RECORDS SHOWN =
Start of Block

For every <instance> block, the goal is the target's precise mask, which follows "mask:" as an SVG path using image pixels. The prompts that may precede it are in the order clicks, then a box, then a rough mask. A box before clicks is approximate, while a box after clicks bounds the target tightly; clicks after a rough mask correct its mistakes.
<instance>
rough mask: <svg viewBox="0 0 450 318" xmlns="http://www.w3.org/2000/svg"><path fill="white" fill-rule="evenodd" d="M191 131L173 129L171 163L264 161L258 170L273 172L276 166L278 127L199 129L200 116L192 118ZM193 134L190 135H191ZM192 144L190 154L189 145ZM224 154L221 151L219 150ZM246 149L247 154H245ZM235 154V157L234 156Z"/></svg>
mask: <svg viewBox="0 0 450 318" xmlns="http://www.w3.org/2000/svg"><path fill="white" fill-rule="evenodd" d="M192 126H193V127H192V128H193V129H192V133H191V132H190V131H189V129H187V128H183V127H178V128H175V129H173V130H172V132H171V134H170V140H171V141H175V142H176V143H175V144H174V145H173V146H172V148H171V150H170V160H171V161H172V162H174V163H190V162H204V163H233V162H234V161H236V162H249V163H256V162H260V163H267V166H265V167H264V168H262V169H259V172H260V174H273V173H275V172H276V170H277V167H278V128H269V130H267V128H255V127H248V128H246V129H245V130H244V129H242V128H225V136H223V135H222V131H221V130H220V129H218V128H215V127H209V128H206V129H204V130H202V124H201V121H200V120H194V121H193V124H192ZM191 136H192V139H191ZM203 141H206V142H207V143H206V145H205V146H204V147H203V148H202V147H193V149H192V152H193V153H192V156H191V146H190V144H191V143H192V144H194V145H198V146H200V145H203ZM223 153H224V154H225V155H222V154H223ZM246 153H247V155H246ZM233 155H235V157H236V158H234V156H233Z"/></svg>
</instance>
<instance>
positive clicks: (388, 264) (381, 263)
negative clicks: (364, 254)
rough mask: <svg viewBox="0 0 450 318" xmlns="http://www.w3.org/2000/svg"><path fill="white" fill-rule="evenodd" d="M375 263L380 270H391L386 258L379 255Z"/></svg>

End of Block

WHAT THE EXERCISE ASKS =
Scan the lines above for "clicks" and state how many match, nothing more.

EXERCISE RESPONSE =
3